### [PASSAGE SHOWN]
%%
1. We Set Aggressive Goals

Cummins has been setting goals to reduce its water and energy use and to increase recycling for several years, now. The company has seen tremendous success in reducing the water it uses. We just increased our 2020 water reduction goal to 50 percent, having cut water use 42 percent, adjusted by labor hours, since 2010 (see the infographic above). In 2015, our absolute water  use fell from 972 million gallons the previous year to 953 million gallons.

2. Improving Water-Stressed Areas

Cummins is keenly aware of its potential to be a force for good in water-stressed areas. One of the company's goals is to achieve water neutrality at 15 manufacturing sites where water is in short supply by 2020. Cummins defines water neutrality as off-setting its own water use at a particular location through conservation and with community improvements that either conserve or make new water sources available.

3. Promoting 'Light-Weighting' In Design

Cummins engineers use methods such as Topology Optimization to determine where material needs to stay in an engine to maintain robustness and where it can be removed without affecting durability. "Light-weighting" can make an engine more fuel efficient. It also means less raw material is needed to build it. About 88 percent of the water Cummins uses comes through the extraction of raw material.

4. Building-Specific Features That Save Water

All over Cummins there are building-specific features designed to conserve water. The bioswales at the new Distribution Business Unit headquarters in Indianapolis, for example, are part of a system designed to keep about 80 percent of rainwater on the site to use for landscaping. The bioswales collect and save water that would otherwise run into the city's sewer system. There are plants in India and Brazil that recycle water for non-potable uses and several locations have features like low or no-water toilet facilities to help meet their water-use goals.

5. Water-Saving Technology

Cummins uses regenerative dynamometers throughout the company to capture the mechanical energy of engines in test cells. The dynos also reduce cooling load, which allows cooling systems to be smaller and use less water. High horsepower engines especially require a lot of testing and a lot of cooling. While the dynos have saved a significant amount of water, there have been decidedly low-tech savings, too. For example, running water to clean equipment only when needed saved significant amounts of water. And fixing leaks also has been important.

6. Water Savings/Protection Through Community Engagement

Cummins' Corporate Responsibility efforts have three key target areas - Education, Social Justice/Equality of Opportunity and the Environment. Many of the company's site-based Community Involvement Teams focus their environmental efforts on water, ranging from improving water quality in a lake in China, to improving rain water collection cisterns in Brazil to removing an invasive weed from the banks of a Minnesota stream.

7. Educating The Next Generation

From China, to India, to the United States and beyond, Cummins employees have educated young minds over the past five years about the importance of water. In China, company employees worked with a middle school on a project to purify the school's water supply and teach students about water protection. In India, water protection was one of the key themes of an environmental education effort reaching thousands of students across the country. And in the U.S. in 2016, employees worked with elementary students in Columbus, Indiana to build soil water sensors to ensure they properly watered trees they had planted.
%%
### [APPLY WHAT YOU READ]
a. Answer these about the passage on Cummins water efforts:
(i) By what percentage has Cummins cut water use, adjusted by labor hours, since 2010?
(ii) At how many manufacturing sites does Cummins aim to reach water neutrality by 2020?
(iii) About what share of the water Cummins uses comes through the extraction of raw material?
b. Revise the passage on Cummins water efforts from "5. Water-Saving Technology" up to and including "has been important.", putting "testing stations" in place of "test cells".

(Excerpts from a dataset)
%%
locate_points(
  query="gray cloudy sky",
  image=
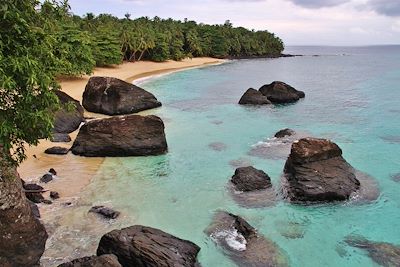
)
(297, 22)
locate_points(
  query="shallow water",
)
(352, 97)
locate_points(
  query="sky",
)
(296, 22)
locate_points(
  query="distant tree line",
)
(41, 40)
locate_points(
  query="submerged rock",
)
(243, 244)
(316, 172)
(250, 179)
(284, 133)
(107, 260)
(60, 138)
(22, 236)
(70, 116)
(141, 246)
(105, 212)
(280, 93)
(57, 150)
(384, 254)
(112, 96)
(121, 136)
(254, 97)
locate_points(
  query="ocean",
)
(352, 98)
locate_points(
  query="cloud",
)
(385, 7)
(318, 3)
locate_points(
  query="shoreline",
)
(75, 172)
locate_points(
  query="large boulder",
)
(120, 136)
(254, 97)
(70, 115)
(112, 96)
(241, 242)
(280, 93)
(107, 260)
(316, 172)
(141, 246)
(22, 236)
(250, 179)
%%
### [SOLUTION SET]
a.
(i) 42 percent
(ii) 15
(iii) About 88 percent

b.
5. Water-Saving Technology

Cummins uses regenerative dynamometers throughout the company to capture the mechanical energy of engines in testing stations. The dynos also reduce cooling load, which allows cooling systems to be smaller and use less water. High horsepower engines especially require a lot of testing and a lot of cooling. While the dynos have saved a significant amount of water, there have been decidedly low-tech savings, too. For example, running water to clean equipment only when needed saved significant amounts of water. And fixing leaks also has been important.